Returns: TrunkOutput with .positions, .plddt, .pae.


predict_properties

predict_properties

predict_properties(sequence: str, properties: list[str] | None = None, backend: str = 'openfold', device: str = 'cpu') -> dict

Predict biophysical properties from an amino acid sequence.

Two categories of properties:

  • Sequence-based (no GPU needed): molecular_weight, isoelectric_point, hydrophobicity, aromaticity, charge, instability_index. Computed analytically from the amino acid composition.

  • Embedding-based (uses structure model): stability, solubility, expression, immunogenicity, aggregation, thermostability. Derived from backbone embeddings via learned projections.

Parameters:

Name Type Description Default
sequence str

Amino acid sequence.

required
properties list[str] | None

Which properties to predict. If None, predicts all sequence-based properties.

## TASK ITEM A
Answer these questions using the predict_properties documentation:
(i) What is the default value of the backend parameter?
(ii) How are the sequence-based properties computed?
(iii) What does the function predict when properties is None?
## TASK ITEM B
List every embedding-based property named in the predict_properties documentation.
## TASK ITEM C
Reproduce everything in the predict_properties documentation from "predict_properties(sequence: str, properties: list[str]" down to "via learned projections.".
The extracted records have no connection to the predict_properties documentation.

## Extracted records
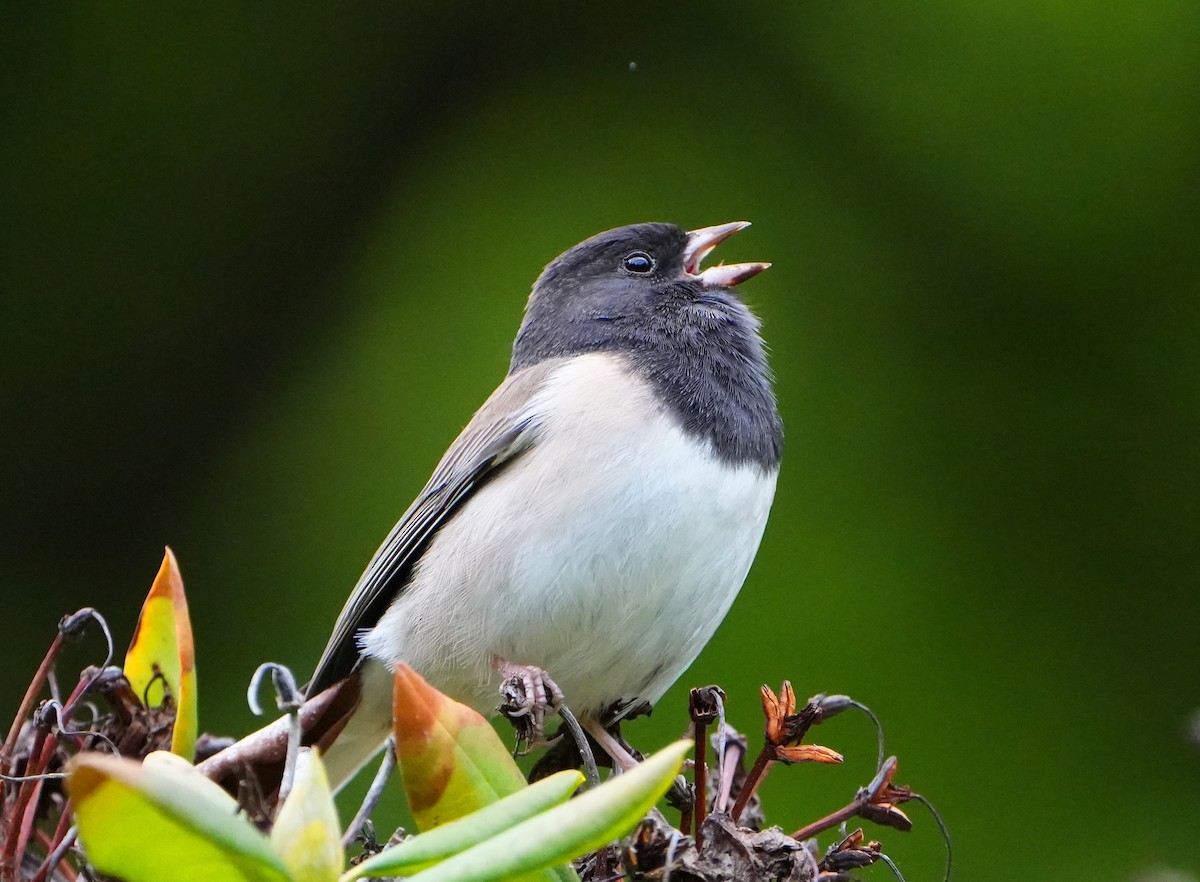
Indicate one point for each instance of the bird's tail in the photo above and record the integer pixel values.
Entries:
(365, 732)
(348, 724)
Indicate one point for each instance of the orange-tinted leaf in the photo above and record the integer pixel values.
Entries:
(450, 757)
(161, 658)
(808, 753)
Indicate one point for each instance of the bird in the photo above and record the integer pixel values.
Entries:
(591, 527)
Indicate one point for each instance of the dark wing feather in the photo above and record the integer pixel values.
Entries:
(501, 431)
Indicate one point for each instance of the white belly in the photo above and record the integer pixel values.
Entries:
(610, 571)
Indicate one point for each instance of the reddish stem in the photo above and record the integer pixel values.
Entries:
(60, 834)
(27, 703)
(27, 823)
(36, 766)
(828, 821)
(701, 775)
(757, 773)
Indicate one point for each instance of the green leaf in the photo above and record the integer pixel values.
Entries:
(161, 820)
(429, 849)
(569, 831)
(450, 759)
(306, 833)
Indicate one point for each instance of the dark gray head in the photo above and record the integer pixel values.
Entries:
(639, 292)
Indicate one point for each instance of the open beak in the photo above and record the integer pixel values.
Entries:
(702, 241)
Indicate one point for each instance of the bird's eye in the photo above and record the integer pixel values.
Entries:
(639, 262)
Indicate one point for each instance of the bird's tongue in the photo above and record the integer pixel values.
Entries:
(702, 241)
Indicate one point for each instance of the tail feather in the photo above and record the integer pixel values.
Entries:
(363, 733)
(348, 724)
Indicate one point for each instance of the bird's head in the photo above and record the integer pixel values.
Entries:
(627, 283)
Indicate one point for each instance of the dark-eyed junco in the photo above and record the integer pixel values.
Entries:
(594, 521)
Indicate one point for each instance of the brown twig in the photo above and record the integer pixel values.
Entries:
(705, 706)
(875, 802)
(781, 741)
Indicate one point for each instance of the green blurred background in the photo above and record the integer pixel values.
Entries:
(261, 264)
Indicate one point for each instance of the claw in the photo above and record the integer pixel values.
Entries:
(526, 693)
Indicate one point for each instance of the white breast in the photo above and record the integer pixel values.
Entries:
(607, 555)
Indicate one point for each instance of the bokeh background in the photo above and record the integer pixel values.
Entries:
(262, 263)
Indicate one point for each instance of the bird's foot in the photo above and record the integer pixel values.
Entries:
(526, 694)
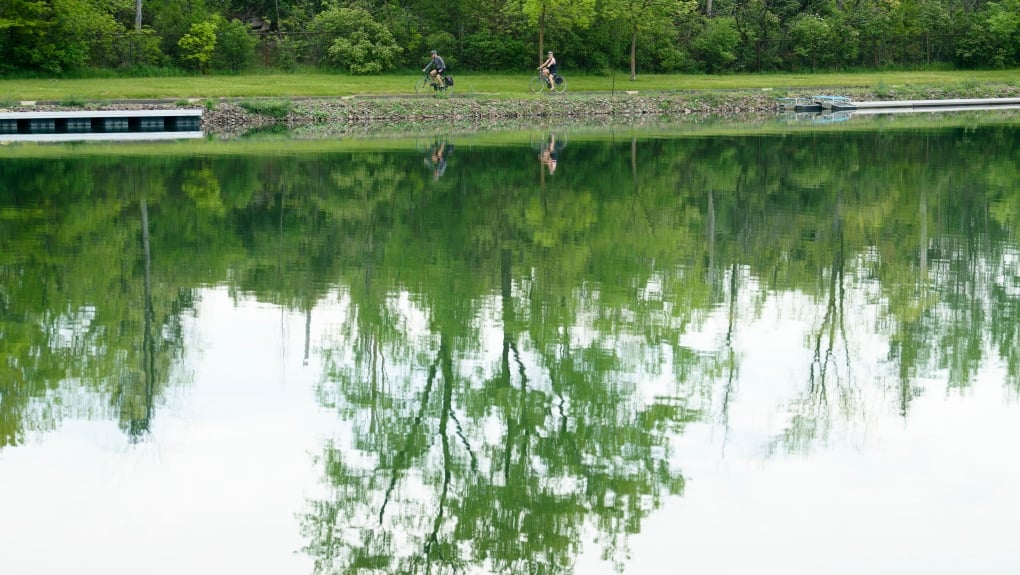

## YOUR RESPONSE A
(i) 'openfold'
(ii) Analytically from the amino acid composition.
(iii) All sequence-based properties.

## YOUR RESPONSE B
stability, solubility, expression, immunogenicity, aggregation, thermostability

## YOUR RESPONSE C
predict_properties(sequence: str, properties: list[str] | None = None, backend: str = 'openfold', device: str = 'cpu') -> dict

Predict biophysical properties from an amino acid sequence.

Two categories of properties:

  • Sequence-based (no GPU needed): molecular_weight, isoelectric_point, hydrophobicity, aromaticity, charge, instability_index. Computed analytically from the amino acid composition.

  • Embedding-based (uses structure model): stability, solubility, expression, immunogenicity, aggregation, thermostability. Derived from backbone embeddings via learned projections.